From the first record to the last, write each one out again exactly.

┄┄┄┄┄┄

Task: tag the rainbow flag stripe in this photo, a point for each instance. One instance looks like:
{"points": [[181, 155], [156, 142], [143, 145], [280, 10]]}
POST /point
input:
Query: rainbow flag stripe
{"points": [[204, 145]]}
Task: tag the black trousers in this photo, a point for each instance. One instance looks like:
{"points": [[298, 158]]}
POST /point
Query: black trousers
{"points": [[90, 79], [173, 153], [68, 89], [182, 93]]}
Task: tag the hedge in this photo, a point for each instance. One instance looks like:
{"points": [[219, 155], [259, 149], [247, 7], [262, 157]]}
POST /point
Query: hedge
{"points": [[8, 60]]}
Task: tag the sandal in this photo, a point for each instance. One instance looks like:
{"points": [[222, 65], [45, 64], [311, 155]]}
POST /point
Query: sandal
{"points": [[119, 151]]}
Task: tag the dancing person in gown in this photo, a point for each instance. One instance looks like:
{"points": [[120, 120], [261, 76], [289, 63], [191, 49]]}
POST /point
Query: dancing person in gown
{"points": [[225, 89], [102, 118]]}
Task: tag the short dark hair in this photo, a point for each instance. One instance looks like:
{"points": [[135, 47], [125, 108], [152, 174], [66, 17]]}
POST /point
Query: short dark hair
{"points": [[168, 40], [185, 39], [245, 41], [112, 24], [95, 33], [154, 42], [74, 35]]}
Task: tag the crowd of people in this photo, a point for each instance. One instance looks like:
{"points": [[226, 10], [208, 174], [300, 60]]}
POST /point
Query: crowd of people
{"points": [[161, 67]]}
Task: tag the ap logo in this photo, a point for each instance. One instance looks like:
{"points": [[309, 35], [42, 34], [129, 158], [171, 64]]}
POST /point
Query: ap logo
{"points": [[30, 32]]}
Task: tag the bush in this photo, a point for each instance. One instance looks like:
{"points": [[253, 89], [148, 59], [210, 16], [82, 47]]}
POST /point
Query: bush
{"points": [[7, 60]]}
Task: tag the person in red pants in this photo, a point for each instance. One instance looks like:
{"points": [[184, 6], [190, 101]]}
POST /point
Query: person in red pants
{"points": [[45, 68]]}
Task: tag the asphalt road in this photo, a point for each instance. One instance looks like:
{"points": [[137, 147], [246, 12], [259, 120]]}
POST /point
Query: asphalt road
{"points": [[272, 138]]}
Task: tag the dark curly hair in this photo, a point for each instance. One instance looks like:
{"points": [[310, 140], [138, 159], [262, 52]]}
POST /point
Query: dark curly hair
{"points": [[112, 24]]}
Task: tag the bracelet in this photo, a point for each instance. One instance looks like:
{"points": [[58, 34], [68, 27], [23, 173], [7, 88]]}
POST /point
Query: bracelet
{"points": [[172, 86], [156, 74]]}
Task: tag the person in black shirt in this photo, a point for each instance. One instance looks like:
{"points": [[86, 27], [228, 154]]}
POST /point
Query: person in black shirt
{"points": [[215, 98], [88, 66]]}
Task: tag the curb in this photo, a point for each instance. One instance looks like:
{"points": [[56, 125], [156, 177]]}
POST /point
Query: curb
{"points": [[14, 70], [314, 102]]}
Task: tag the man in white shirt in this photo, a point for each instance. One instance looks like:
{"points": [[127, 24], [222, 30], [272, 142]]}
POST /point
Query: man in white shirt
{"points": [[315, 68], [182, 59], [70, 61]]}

┄┄┄┄┄┄

YOUR SOLUTION
Task: tag the rainbow flag stripe in this photo, a point for each instance. One instance looks like:
{"points": [[181, 155], [156, 142], [143, 145], [280, 10]]}
POST /point
input:
Query: rainbow flag stripe
{"points": [[204, 145]]}
Task: tag the black trousers in this photo, a point for each instance. One instance looks like:
{"points": [[298, 158]]}
POST /point
Query: black trousers
{"points": [[90, 79], [173, 153], [68, 89], [182, 93]]}
Task: tag the hedge in this photo, a point for each instance. One instance looks like:
{"points": [[219, 155], [259, 149], [247, 7], [262, 157]]}
POST /point
Query: hedge
{"points": [[8, 60]]}
Task: tag the sandal in this photo, a point for each instance. One instance looks like:
{"points": [[222, 65], [45, 64], [311, 155]]}
POST /point
Query: sandal
{"points": [[119, 151]]}
Task: tag the dancing person in gown in this photo, a point for each instance. One instance looks like:
{"points": [[120, 120], [261, 76], [289, 63], [191, 49]]}
POST /point
Query: dancing person in gown
{"points": [[225, 89], [102, 118]]}
Task: tag the short dark hair in this photo, a point for each instance. One instance looks like:
{"points": [[135, 47], [125, 108], [152, 174], [66, 17]]}
POST /point
Query: short dark hair
{"points": [[168, 40], [185, 39], [245, 41], [112, 24], [95, 33], [154, 42], [74, 35]]}
Task: tag the crowd of people in this photo, a point for each instance. One instance looks like:
{"points": [[226, 10], [208, 174], [300, 60]]}
POST /point
Query: crowd of people
{"points": [[161, 67]]}
Task: tag the ap logo in this photo, a point for each instance. One instance looks like:
{"points": [[309, 35], [42, 34], [129, 158], [171, 64]]}
POST /point
Query: ap logo
{"points": [[30, 32]]}
Task: tag the bush in this photo, a point for each instance. One instance looks like:
{"points": [[253, 89], [148, 59], [210, 16], [82, 47]]}
POST /point
Query: bush
{"points": [[7, 60]]}
Task: tag the person in red pants in this photo, a point for each instance. One instance looks like:
{"points": [[184, 6], [190, 101]]}
POST /point
Query: person in red pants
{"points": [[45, 68]]}
Task: tag the asphalt road in this photo, a point for each instance. One instance looks like:
{"points": [[137, 147], [246, 12], [259, 120]]}
POST /point
Query: asphalt road
{"points": [[272, 138]]}
Task: tag the dark curly hair in this photo, a point for each instance. One instance looks like:
{"points": [[310, 140], [138, 159], [262, 52]]}
POST /point
Query: dark curly hair
{"points": [[112, 24]]}
Task: tag the bracelet in this photo, a point for each instance. One instance looks like:
{"points": [[58, 34], [68, 27], [23, 173], [7, 88]]}
POST /point
Query: bracelet
{"points": [[172, 86], [156, 74]]}
Task: tag the person in black shirt in this photo, a point for each instance. One instance looks like:
{"points": [[86, 27], [228, 154]]}
POST /point
Query: person in black shirt
{"points": [[215, 98], [88, 66]]}
Task: tag the curb in this photo, a point for each instance. One instance looks like:
{"points": [[56, 125], [156, 177]]}
POST /point
Query: curb
{"points": [[14, 70], [314, 102]]}
Task: tag the man in white shirt in this photo, a point for each instance. One instance looks like:
{"points": [[127, 24], [222, 30], [272, 142]]}
POST /point
Query: man in white shirt
{"points": [[315, 68], [182, 59], [70, 61]]}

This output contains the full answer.